- _THE PROBLEM_
Answer from the zsmalloc reply below:
(a) What kind of buffers does zswap already have allocated?
(b) Which two functions does the writer say zswap really needs?
(c) Which two files does the patch change?

- _SOURCE PASSAGE_
----------------

I like the idea of supplying the buffer directly to zsmalloc, and zswap
already has per-CPU buffers allocated. This will help remove the special
case to handle not being able to sleep in zswap_decompress().

That being said, I am not a big fan of the new API for several reasons:
- The interface seems complicated, why do we need struct
zs_handle_mapping? Can't the user just pass an extra parameter to
zs_map_object/zs_unmap_object() to supply the buffer, and the return
value is the pointer to the data within the buffer?

- This seems to require an additional buffer on the compress side. Right
now, zswap compresses the page into its own buffer, maps the handle,
and copies to it. Now the map operation will require an extra buffer.
I guess in the WO case the buffer is not needed and we can just pass
NULL?

Taking a step back, it actually seems to me that the mapping interface
may not be the best, at least from a zswap perspective. In both cases,
we map, copy from/to the handle, then unmap. The special casing here is
essentially handling the copy direction. Zram looks fairly similar but I
didn't look too closely.

I wonder if the API should store/load instead. You either pass a buffer
to be stored (equivalent to today's alloc + map + copy), or pass a
buffer to load into (equivalent to today's map + copy). What we really
need on the zswap side is zs_store() and zs_load(), not zs_map() with
different mapping types and an optional buffer if we are going to
eventually store. I guess that's part of a larger overhaul and we'd need
to update other zpool allocators (or remove them, z3fold should be
coming soon).

Anyway this is mostly just me ranting because improving the interface to
avoid the atomicity requires making it even more complicated, when it's
really simple when you think about it in terms of what you really want
to do (i.e. store and load).

> Keep zs_map_object/zs_unmap_object for the time being, as there are
> still users of it, but eventually old API will be removed.
> 
> Signed-off-by: Sergey Senozhatsky <senozhatsky@chromium.org>
> ---
>  include/linux/zsmalloc.h |  29 ++++++++
>  mm/zsmalloc.c            | 148 ++++++++++++++++++++++++++++-----------
>  2 files changed, 138 insertions(+), 39 deletions(-)

----------------

- _PROVIDED RECORDS_
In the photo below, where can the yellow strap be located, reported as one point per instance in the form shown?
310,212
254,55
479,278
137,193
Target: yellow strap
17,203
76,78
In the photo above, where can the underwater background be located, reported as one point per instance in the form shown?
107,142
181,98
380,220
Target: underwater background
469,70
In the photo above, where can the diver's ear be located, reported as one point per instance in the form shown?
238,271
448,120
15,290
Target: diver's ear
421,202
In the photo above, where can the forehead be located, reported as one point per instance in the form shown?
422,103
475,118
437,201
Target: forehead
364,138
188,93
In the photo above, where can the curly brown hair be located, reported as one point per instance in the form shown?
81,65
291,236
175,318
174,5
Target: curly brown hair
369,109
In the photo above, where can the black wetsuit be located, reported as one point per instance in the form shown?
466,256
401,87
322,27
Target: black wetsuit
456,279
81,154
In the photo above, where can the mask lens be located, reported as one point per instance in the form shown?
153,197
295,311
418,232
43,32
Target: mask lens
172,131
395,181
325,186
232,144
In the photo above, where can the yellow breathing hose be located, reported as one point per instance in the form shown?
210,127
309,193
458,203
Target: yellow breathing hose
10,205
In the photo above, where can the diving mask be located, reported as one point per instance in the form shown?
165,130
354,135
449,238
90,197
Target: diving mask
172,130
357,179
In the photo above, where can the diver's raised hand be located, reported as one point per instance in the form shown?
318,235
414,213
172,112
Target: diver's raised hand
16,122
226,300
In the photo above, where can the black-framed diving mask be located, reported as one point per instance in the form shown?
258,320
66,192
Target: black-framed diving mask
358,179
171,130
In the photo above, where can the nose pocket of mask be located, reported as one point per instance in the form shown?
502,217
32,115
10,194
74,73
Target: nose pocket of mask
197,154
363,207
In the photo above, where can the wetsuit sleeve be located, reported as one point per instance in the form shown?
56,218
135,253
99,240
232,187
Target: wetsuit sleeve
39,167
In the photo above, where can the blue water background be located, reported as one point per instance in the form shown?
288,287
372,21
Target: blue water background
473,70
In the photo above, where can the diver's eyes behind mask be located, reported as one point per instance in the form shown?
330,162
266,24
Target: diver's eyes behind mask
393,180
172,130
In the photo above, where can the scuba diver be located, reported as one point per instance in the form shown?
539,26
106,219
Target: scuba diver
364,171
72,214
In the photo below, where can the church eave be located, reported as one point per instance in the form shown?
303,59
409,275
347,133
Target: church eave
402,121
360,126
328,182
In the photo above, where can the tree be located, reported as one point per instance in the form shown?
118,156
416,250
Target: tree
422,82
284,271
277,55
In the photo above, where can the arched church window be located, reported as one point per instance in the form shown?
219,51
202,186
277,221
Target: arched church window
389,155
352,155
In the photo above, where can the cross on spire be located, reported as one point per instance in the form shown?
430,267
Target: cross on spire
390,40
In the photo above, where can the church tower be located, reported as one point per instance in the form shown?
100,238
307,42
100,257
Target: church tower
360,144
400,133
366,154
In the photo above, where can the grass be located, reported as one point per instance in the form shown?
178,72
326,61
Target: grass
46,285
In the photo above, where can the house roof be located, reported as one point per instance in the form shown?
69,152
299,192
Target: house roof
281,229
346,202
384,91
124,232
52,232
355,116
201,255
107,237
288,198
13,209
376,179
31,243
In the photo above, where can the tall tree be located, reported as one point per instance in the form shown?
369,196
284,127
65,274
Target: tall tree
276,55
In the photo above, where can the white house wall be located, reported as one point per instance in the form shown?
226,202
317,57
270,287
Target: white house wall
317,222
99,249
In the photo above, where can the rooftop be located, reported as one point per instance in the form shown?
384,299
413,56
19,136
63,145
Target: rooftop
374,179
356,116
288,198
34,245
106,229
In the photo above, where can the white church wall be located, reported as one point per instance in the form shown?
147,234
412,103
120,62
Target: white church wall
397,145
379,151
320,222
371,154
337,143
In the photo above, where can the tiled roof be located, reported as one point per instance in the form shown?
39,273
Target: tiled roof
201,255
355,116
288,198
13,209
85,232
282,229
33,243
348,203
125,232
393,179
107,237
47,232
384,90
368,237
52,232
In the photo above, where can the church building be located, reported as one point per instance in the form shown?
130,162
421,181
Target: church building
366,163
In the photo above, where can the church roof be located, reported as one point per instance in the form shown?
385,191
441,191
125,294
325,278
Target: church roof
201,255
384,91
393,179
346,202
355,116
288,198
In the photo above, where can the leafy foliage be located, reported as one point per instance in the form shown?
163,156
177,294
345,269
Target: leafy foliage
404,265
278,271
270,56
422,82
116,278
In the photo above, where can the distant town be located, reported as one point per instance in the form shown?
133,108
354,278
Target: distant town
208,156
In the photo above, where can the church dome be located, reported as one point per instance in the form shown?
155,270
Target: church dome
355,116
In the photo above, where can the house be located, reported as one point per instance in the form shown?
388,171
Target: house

----------------

- _SOLUTION TO THIS TASK_
(a) Per-CPU buffers.
(b) zs_store() and zs_load().
(c) include/linux/zsmalloc.h and mm/zsmalloc.c.